### Exercise requirements
An exact transcript is required of the lines below, from the one containing "find sky — output" through the very last; leave every picture out of it.

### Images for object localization
┌────────
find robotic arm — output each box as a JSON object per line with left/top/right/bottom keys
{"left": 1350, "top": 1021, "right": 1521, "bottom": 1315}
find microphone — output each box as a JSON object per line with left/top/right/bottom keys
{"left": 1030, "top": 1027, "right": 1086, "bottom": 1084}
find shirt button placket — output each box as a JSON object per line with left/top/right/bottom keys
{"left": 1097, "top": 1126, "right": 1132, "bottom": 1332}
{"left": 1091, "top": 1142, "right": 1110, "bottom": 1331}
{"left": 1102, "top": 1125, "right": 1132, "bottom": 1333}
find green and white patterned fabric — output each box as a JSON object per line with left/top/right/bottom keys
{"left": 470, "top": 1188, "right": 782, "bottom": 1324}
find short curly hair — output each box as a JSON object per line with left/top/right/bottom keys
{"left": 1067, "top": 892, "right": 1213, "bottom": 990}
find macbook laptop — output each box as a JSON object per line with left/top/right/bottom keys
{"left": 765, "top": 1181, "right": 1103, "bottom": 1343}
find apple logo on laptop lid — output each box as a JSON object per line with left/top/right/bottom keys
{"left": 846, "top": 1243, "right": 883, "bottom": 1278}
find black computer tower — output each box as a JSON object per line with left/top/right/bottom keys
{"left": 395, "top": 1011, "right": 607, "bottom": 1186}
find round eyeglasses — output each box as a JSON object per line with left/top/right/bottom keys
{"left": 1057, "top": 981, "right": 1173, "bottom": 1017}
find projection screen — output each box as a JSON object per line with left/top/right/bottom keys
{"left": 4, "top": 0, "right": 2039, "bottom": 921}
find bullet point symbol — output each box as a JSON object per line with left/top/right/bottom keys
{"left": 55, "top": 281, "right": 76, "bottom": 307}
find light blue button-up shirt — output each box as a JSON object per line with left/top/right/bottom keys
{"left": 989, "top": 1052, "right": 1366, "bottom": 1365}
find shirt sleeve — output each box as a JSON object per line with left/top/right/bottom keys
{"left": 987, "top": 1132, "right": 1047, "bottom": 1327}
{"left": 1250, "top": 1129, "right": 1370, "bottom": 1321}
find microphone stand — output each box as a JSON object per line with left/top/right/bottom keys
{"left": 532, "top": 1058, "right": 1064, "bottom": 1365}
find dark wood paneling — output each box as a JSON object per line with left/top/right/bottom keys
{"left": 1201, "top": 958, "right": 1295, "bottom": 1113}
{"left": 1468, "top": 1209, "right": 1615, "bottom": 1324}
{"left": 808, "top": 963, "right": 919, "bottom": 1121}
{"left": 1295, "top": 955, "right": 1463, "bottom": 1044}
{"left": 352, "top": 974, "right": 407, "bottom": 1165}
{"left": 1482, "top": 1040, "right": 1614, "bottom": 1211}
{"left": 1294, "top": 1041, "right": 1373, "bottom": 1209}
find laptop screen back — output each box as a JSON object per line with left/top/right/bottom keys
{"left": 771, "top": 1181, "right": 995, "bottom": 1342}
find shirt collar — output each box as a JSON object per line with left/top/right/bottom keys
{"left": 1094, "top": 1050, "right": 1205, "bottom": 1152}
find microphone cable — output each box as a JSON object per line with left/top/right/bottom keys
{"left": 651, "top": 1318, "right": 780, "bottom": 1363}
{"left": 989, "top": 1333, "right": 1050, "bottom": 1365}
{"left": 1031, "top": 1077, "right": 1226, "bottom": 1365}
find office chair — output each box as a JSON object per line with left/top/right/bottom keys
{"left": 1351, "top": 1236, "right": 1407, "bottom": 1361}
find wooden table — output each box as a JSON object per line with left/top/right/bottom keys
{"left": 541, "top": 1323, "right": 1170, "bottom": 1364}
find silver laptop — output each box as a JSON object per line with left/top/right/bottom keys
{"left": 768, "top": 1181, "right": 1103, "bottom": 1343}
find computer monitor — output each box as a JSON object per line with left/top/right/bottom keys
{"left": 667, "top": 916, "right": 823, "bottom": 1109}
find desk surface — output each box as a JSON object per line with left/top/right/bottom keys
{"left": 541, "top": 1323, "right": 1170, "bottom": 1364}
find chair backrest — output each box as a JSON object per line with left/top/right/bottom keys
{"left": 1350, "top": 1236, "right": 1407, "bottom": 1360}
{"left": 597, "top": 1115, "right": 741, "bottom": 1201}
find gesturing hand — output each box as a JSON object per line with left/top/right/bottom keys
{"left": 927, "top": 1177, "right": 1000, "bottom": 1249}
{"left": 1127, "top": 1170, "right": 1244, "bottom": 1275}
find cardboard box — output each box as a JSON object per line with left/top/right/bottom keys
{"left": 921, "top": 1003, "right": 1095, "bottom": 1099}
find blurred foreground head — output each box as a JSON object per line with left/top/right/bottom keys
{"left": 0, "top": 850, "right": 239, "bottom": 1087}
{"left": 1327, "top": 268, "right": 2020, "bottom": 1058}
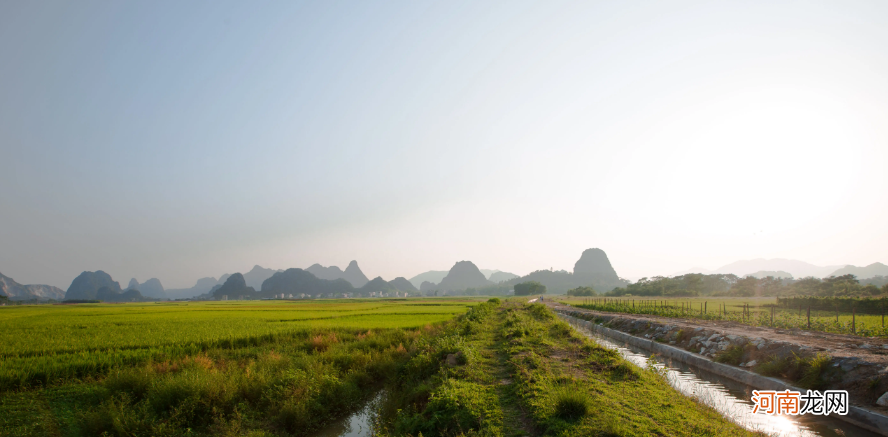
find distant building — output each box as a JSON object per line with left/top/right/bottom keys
{"left": 221, "top": 295, "right": 228, "bottom": 301}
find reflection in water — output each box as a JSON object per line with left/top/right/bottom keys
{"left": 314, "top": 391, "right": 385, "bottom": 437}
{"left": 559, "top": 314, "right": 878, "bottom": 437}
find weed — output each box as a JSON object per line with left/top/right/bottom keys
{"left": 714, "top": 345, "right": 744, "bottom": 365}
{"left": 551, "top": 385, "right": 589, "bottom": 421}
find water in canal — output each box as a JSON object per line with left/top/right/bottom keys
{"left": 560, "top": 314, "right": 880, "bottom": 437}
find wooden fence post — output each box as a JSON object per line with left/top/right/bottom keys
{"left": 853, "top": 307, "right": 856, "bottom": 334}
{"left": 807, "top": 307, "right": 810, "bottom": 329}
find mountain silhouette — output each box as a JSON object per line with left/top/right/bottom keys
{"left": 408, "top": 270, "right": 448, "bottom": 289}
{"left": 505, "top": 248, "right": 628, "bottom": 294}
{"left": 65, "top": 271, "right": 121, "bottom": 301}
{"left": 388, "top": 277, "right": 418, "bottom": 293}
{"left": 212, "top": 273, "right": 256, "bottom": 299}
{"left": 304, "top": 261, "right": 369, "bottom": 288}
{"left": 260, "top": 268, "right": 353, "bottom": 298}
{"left": 828, "top": 263, "right": 888, "bottom": 279}
{"left": 242, "top": 265, "right": 282, "bottom": 289}
{"left": 306, "top": 264, "right": 345, "bottom": 280}
{"left": 677, "top": 259, "right": 843, "bottom": 279}
{"left": 343, "top": 261, "right": 369, "bottom": 288}
{"left": 437, "top": 261, "right": 493, "bottom": 291}
{"left": 489, "top": 271, "right": 518, "bottom": 283}
{"left": 361, "top": 277, "right": 397, "bottom": 294}
{"left": 0, "top": 272, "right": 65, "bottom": 301}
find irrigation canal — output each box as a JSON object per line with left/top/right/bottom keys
{"left": 559, "top": 313, "right": 882, "bottom": 437}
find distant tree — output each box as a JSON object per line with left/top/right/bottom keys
{"left": 863, "top": 284, "right": 881, "bottom": 296}
{"left": 514, "top": 281, "right": 546, "bottom": 296}
{"left": 567, "top": 286, "right": 596, "bottom": 296}
{"left": 0, "top": 294, "right": 7, "bottom": 304}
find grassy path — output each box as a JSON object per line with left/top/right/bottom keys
{"left": 381, "top": 300, "right": 763, "bottom": 436}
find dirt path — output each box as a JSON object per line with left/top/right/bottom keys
{"left": 544, "top": 300, "right": 888, "bottom": 365}
{"left": 489, "top": 308, "right": 538, "bottom": 437}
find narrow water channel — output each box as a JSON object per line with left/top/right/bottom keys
{"left": 559, "top": 314, "right": 880, "bottom": 437}
{"left": 314, "top": 391, "right": 385, "bottom": 437}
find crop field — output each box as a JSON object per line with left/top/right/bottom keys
{"left": 559, "top": 296, "right": 888, "bottom": 338}
{"left": 0, "top": 299, "right": 477, "bottom": 436}
{"left": 0, "top": 298, "right": 762, "bottom": 437}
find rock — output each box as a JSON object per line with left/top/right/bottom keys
{"left": 840, "top": 359, "right": 859, "bottom": 372}
{"left": 669, "top": 341, "right": 676, "bottom": 345}
{"left": 878, "top": 392, "right": 888, "bottom": 407}
{"left": 860, "top": 344, "right": 873, "bottom": 350}
{"left": 700, "top": 347, "right": 706, "bottom": 354}
{"left": 726, "top": 335, "right": 740, "bottom": 342}
{"left": 741, "top": 360, "right": 757, "bottom": 367}
{"left": 708, "top": 334, "right": 720, "bottom": 341}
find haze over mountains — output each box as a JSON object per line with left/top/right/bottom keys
{"left": 5, "top": 249, "right": 885, "bottom": 303}
{"left": 408, "top": 269, "right": 518, "bottom": 289}
{"left": 674, "top": 259, "right": 887, "bottom": 280}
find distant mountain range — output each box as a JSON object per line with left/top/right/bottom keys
{"left": 64, "top": 271, "right": 154, "bottom": 302}
{"left": 306, "top": 261, "right": 370, "bottom": 288}
{"left": 676, "top": 259, "right": 886, "bottom": 280}
{"left": 408, "top": 268, "right": 517, "bottom": 289}
{"left": 126, "top": 278, "right": 167, "bottom": 299}
{"left": 829, "top": 263, "right": 888, "bottom": 279}
{"left": 0, "top": 272, "right": 65, "bottom": 301}
{"left": 417, "top": 248, "right": 628, "bottom": 295}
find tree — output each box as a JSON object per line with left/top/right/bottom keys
{"left": 567, "top": 286, "right": 596, "bottom": 296}
{"left": 514, "top": 281, "right": 546, "bottom": 296}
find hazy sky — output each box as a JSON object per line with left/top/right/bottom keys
{"left": 2, "top": 1, "right": 887, "bottom": 289}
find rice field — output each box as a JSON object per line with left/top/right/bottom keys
{"left": 0, "top": 299, "right": 475, "bottom": 391}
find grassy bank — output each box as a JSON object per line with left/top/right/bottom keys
{"left": 377, "top": 300, "right": 760, "bottom": 436}
{"left": 560, "top": 296, "right": 888, "bottom": 338}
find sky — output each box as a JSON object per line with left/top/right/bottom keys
{"left": 2, "top": 1, "right": 887, "bottom": 289}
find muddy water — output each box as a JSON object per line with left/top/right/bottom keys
{"left": 313, "top": 391, "right": 385, "bottom": 437}
{"left": 559, "top": 314, "right": 880, "bottom": 437}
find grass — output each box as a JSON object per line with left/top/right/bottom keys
{"left": 1, "top": 298, "right": 766, "bottom": 436}
{"left": 377, "top": 300, "right": 761, "bottom": 436}
{"left": 0, "top": 298, "right": 479, "bottom": 436}
{"left": 561, "top": 296, "right": 888, "bottom": 338}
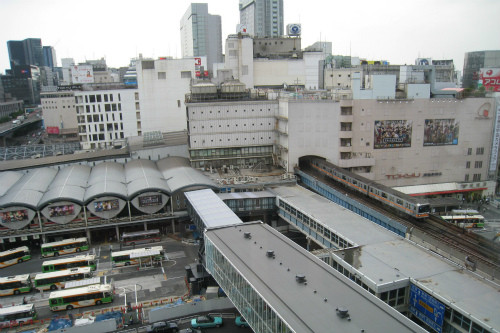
└────────
### Problem solution
find sky — output each box as a JSON object per line with left/top/right/bottom keys
{"left": 2, "top": 1, "right": 887, "bottom": 289}
find muddy water — output each box as a JSON object per line with left/top/right/bottom keys
{"left": 313, "top": 391, "right": 385, "bottom": 437}
{"left": 559, "top": 314, "right": 880, "bottom": 437}
find grass — output each box as a JSON object per line with left/top/right/bottom keys
{"left": 1, "top": 298, "right": 766, "bottom": 436}
{"left": 377, "top": 300, "right": 761, "bottom": 436}
{"left": 0, "top": 298, "right": 479, "bottom": 436}
{"left": 561, "top": 296, "right": 888, "bottom": 338}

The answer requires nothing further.